**Exercise objective:** Lines before the one containing "Spot the woman's ear in" are to be skipped; reproduce that line and the rest of the records below exactly.
(Exercise data begins)
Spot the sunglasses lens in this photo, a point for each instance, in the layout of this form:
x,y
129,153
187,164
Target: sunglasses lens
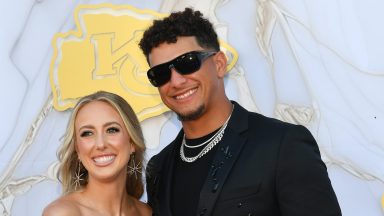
x,y
187,63
159,75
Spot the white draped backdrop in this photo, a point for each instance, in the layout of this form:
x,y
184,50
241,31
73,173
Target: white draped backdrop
x,y
317,63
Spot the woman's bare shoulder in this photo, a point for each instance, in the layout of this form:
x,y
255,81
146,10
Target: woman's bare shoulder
x,y
62,206
143,208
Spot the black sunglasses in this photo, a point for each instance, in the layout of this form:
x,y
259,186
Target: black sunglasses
x,y
186,63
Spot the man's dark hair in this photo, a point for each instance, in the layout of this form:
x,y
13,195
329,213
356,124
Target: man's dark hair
x,y
182,23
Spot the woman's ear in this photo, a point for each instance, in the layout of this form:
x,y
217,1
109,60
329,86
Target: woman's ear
x,y
220,63
133,147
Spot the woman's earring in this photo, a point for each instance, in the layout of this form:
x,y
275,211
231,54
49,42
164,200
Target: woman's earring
x,y
133,168
78,176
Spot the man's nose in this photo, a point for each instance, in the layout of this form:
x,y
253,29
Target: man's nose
x,y
176,78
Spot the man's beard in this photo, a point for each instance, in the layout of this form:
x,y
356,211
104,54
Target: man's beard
x,y
192,115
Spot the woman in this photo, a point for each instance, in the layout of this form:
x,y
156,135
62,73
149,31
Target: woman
x,y
101,160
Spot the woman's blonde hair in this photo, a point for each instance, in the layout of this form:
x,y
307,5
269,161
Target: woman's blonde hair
x,y
69,162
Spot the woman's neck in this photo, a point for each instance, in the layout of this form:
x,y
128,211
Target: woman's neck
x,y
107,197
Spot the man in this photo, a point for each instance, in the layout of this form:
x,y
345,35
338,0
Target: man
x,y
225,160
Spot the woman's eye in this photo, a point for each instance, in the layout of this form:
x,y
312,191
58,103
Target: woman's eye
x,y
113,130
85,133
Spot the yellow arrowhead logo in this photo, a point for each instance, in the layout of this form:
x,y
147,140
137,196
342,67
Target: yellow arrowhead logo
x,y
103,54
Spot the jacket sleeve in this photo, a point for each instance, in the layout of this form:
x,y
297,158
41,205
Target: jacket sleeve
x,y
302,182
(Exercise data ends)
**Result for this task:**
Spot the woman's ear in this photo, a point for each instance, in the layout of this form:
x,y
217,1
109,60
329,86
Target: woman's ear
x,y
220,63
133,147
Spot the woman's earring in this photo, a point for each instance, in the layout of this form:
x,y
275,211
231,54
49,42
164,200
Target: woman's earring
x,y
133,168
78,176
Spot the man's nose in this photo, a point for each instance, in the layout of this form:
x,y
253,29
Target: man's nose
x,y
176,78
Spot the man's beard in this photo, a point for each instance, in the layout of this form:
x,y
356,211
104,54
Target: man's beard
x,y
192,115
Spot the woman in this photo, a point for each instance, in the layout of this form:
x,y
156,135
62,73
149,31
Target: woman
x,y
101,160
Spot the woman's blonde hair in this photo, a point for each instance, in the layout of this form:
x,y
307,5
269,161
Target: woman's blonde hair
x,y
69,162
Spot the woman's neck in this photo, a point for each instance, in the layout of this form:
x,y
128,211
Target: woman's neck
x,y
107,197
Spot the man in this photo, a point for each instance, in the layout of this form:
x,y
345,35
338,0
Target: man
x,y
225,160
Spot the woman's eye in this photo, a point for each instance, in the layout of this form:
x,y
312,191
58,103
Target: woman's eye
x,y
113,130
85,133
Spot the yellow arrowhead logo in this photo, a point for each instance, in the layout of this form:
x,y
147,140
137,196
342,67
Target: yellow arrowhead logo
x,y
103,54
Spot the jacket sleeve in this photo, a point for each instance, in the layout of this form:
x,y
297,158
41,205
Target: jacket sleeve
x,y
302,182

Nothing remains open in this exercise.